(Given task): Render every line of the items below as a JSON list of strings, with one string per line and blank lines omitted.

##### Information shown #####

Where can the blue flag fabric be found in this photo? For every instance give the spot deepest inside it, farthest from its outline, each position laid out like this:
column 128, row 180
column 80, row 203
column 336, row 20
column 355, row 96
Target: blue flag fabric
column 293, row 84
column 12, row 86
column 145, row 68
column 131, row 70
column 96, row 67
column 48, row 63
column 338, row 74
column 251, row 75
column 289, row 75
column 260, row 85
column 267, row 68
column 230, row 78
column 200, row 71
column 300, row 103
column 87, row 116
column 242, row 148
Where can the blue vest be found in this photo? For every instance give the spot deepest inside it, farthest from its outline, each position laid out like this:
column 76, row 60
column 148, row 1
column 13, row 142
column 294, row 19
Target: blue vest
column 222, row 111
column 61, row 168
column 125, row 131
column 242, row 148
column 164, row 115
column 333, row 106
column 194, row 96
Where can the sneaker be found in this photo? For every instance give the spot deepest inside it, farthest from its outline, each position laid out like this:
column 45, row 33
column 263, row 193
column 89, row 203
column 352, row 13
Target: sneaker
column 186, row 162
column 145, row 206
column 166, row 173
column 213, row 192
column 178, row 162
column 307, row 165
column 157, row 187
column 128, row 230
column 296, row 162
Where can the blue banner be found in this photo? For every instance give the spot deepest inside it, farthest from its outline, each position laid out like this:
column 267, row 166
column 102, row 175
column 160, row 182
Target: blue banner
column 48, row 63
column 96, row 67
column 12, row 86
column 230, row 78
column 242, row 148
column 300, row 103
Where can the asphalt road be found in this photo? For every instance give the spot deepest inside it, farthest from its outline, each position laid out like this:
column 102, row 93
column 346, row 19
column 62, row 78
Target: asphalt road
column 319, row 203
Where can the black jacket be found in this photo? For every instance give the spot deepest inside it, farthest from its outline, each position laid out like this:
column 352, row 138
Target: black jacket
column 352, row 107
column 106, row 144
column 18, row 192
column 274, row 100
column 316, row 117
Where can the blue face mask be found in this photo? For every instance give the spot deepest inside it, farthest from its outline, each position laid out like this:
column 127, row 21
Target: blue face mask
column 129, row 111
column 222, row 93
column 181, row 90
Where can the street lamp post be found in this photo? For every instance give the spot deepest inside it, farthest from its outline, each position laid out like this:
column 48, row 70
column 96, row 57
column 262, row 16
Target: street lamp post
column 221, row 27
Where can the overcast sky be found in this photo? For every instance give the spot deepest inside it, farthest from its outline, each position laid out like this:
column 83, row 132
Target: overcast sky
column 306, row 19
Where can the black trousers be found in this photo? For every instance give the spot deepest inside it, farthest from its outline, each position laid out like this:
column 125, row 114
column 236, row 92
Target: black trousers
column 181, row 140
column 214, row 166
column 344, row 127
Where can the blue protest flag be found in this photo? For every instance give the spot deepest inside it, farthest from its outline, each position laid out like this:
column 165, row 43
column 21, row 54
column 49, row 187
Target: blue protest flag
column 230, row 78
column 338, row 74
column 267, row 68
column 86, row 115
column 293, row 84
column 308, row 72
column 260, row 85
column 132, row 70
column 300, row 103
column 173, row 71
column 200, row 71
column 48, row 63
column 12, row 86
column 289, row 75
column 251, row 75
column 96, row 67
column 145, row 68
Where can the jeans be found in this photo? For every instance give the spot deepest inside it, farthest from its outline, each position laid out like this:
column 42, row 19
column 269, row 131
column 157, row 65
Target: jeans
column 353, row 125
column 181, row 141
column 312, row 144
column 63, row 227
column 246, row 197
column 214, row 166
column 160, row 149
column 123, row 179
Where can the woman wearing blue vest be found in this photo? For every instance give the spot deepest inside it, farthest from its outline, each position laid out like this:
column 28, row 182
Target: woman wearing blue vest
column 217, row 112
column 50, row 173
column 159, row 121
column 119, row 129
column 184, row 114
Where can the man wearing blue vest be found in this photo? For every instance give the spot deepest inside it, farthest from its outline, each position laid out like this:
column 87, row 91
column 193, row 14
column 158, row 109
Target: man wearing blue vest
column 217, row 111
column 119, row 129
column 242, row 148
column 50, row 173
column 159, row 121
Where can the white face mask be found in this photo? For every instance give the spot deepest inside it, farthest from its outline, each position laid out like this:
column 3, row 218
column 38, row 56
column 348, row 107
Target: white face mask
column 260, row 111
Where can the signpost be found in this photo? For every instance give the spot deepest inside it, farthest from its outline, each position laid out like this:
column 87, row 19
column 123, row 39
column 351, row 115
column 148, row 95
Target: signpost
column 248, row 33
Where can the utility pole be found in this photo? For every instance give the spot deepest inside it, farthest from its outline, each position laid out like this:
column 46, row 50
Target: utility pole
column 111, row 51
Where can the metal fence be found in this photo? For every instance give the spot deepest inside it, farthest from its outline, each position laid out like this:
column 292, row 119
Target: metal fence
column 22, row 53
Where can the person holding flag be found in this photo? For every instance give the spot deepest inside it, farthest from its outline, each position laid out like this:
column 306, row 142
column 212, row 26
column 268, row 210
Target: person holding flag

#####

(Exercise response):
[
  "Where can the blue flag fabric be found in this photo? For every instance give the spot deepest inside it, farthest from its outline, each position laid out like this:",
  "column 128, row 180",
  "column 80, row 203",
  "column 336, row 20",
  "column 355, row 96",
  "Target: blue flag fabric",
  "column 293, row 84",
  "column 12, row 86",
  "column 145, row 68",
  "column 131, row 70",
  "column 96, row 67",
  "column 48, row 63",
  "column 338, row 74",
  "column 251, row 75",
  "column 289, row 75",
  "column 260, row 85",
  "column 267, row 68",
  "column 230, row 78",
  "column 200, row 71",
  "column 300, row 103",
  "column 87, row 116",
  "column 242, row 148",
  "Where can the blue vest be found in this photo? For every instance give the spot deepest inside it, farthest from its outline, each position laid out like this:",
  "column 76, row 60",
  "column 148, row 1",
  "column 13, row 142",
  "column 294, row 19",
  "Target: blue vest",
  "column 222, row 111",
  "column 61, row 168",
  "column 125, row 131",
  "column 242, row 148",
  "column 164, row 115",
  "column 333, row 106",
  "column 194, row 96",
  "Where can the sneaker be found in this photo? For every instance give the spot deepest inside it, farthest from its outline, each position laid out like this:",
  "column 45, row 33",
  "column 263, row 193",
  "column 89, row 203",
  "column 352, row 13",
  "Target: sneaker",
  "column 186, row 162",
  "column 145, row 206",
  "column 166, row 173",
  "column 213, row 192",
  "column 178, row 162",
  "column 307, row 165",
  "column 157, row 187",
  "column 128, row 230",
  "column 296, row 162",
  "Where can the blue banner be found in this photo? For every instance give the spot deepest inside it, farthest from its outline, each position laid out like this:",
  "column 267, row 166",
  "column 102, row 175",
  "column 160, row 182",
  "Target: blue banner",
  "column 48, row 63",
  "column 96, row 67",
  "column 12, row 86",
  "column 230, row 78",
  "column 242, row 148",
  "column 300, row 103",
  "Where can the asphalt road be found in this photo? For every instance give the spot deepest inside it, farthest from its outline, each position laid out like this:",
  "column 102, row 93",
  "column 346, row 19",
  "column 62, row 78",
  "Target: asphalt road",
  "column 319, row 203",
  "Where can the black jacket be found in this photo? For every instance give the spot deepest inside it, farthest from its outline, each position laid out like this:",
  "column 352, row 138",
  "Target: black jacket",
  "column 352, row 107",
  "column 106, row 144",
  "column 18, row 192",
  "column 274, row 100",
  "column 316, row 117",
  "Where can the blue face mask be found in this photo? For every instance give the spot deepest inside it, farthest from its outline, each position laid out like this:",
  "column 127, row 21",
  "Target: blue face mask",
  "column 129, row 111",
  "column 222, row 93",
  "column 181, row 90",
  "Where can the street lamp post be found in this photo? For every instance give the spot deepest inside it, farthest from its outline, each position laid out like this:",
  "column 48, row 70",
  "column 96, row 57",
  "column 262, row 16",
  "Target: street lamp post",
  "column 221, row 27",
  "Where can the overcast sky be found in this photo? For every instance give the spot deepest inside it, farthest from its outline, each position laid out like this:",
  "column 83, row 132",
  "Target: overcast sky",
  "column 306, row 19",
  "Where can the black trousers be found in this photo? For every instance give the spot deepest inside it, farthest from its outline, each position laid out like this:",
  "column 125, row 114",
  "column 236, row 92",
  "Target: black trousers",
  "column 181, row 140",
  "column 214, row 166",
  "column 344, row 127",
  "Where can the blue protest flag be found in this photo? For every instance give the spot deepest inside it, farthest from its outline, each position laid out like this:",
  "column 165, row 43",
  "column 21, row 54",
  "column 49, row 187",
  "Target: blue protest flag",
  "column 230, row 78",
  "column 338, row 74",
  "column 267, row 68",
  "column 86, row 115",
  "column 293, row 84",
  "column 308, row 72",
  "column 260, row 85",
  "column 132, row 70",
  "column 300, row 103",
  "column 173, row 71",
  "column 200, row 71",
  "column 48, row 63",
  "column 12, row 86",
  "column 289, row 75",
  "column 251, row 75",
  "column 96, row 67",
  "column 145, row 68",
  "Where can the jeans be found in this photo? For every instance give the spot deepest inside it, farthest from its outline, each position laid out like this:",
  "column 42, row 19",
  "column 269, row 131",
  "column 157, row 65",
  "Target: jeans",
  "column 353, row 125",
  "column 181, row 141",
  "column 312, row 144",
  "column 63, row 227",
  "column 246, row 197",
  "column 214, row 166",
  "column 160, row 149",
  "column 123, row 179",
  "Where can the woman wearing blue vest be found in this photo? For every instance give the spot deepest inside it, farthest from its outline, each position laid out like this:",
  "column 28, row 182",
  "Target: woman wearing blue vest",
  "column 217, row 112",
  "column 50, row 173",
  "column 159, row 121",
  "column 119, row 129",
  "column 184, row 114",
  "Where can the man wearing blue vest be found in this photo? For every instance give the spot deepest inside it, farthest from its outline, each position laid out like this:",
  "column 87, row 91",
  "column 193, row 14",
  "column 158, row 109",
  "Target: man wearing blue vest",
  "column 217, row 111",
  "column 119, row 129",
  "column 242, row 148",
  "column 50, row 173",
  "column 159, row 121",
  "Where can the white face mask be found in this photo? For every instance give the spot deepest inside it, farthest from its outline, each position laid out like this:",
  "column 3, row 218",
  "column 38, row 56",
  "column 348, row 107",
  "Target: white face mask",
  "column 260, row 111",
  "Where can the signpost be found in this photo? For every instance give the spot deepest inside it, farthest from its outline, each position laid out like this:",
  "column 87, row 19",
  "column 123, row 39",
  "column 351, row 115",
  "column 148, row 95",
  "Target: signpost",
  "column 248, row 33",
  "Where can the utility pole be found in this photo? For every instance give the spot deepest inside it, farthest from its outline, each position laid out like this:",
  "column 46, row 50",
  "Target: utility pole",
  "column 111, row 51",
  "Where can the metal fence be found in this photo? For every instance give the spot deepest inside it, farthest from its outline, each position laid out like this:",
  "column 292, row 119",
  "Target: metal fence",
  "column 22, row 53",
  "Where can the person holding flag be found in this photo? For every instance give the spot deepest inside it, farthest from its outline, each position laid out like this:",
  "column 306, row 142",
  "column 212, row 26",
  "column 268, row 210",
  "Target: person holding flag"
]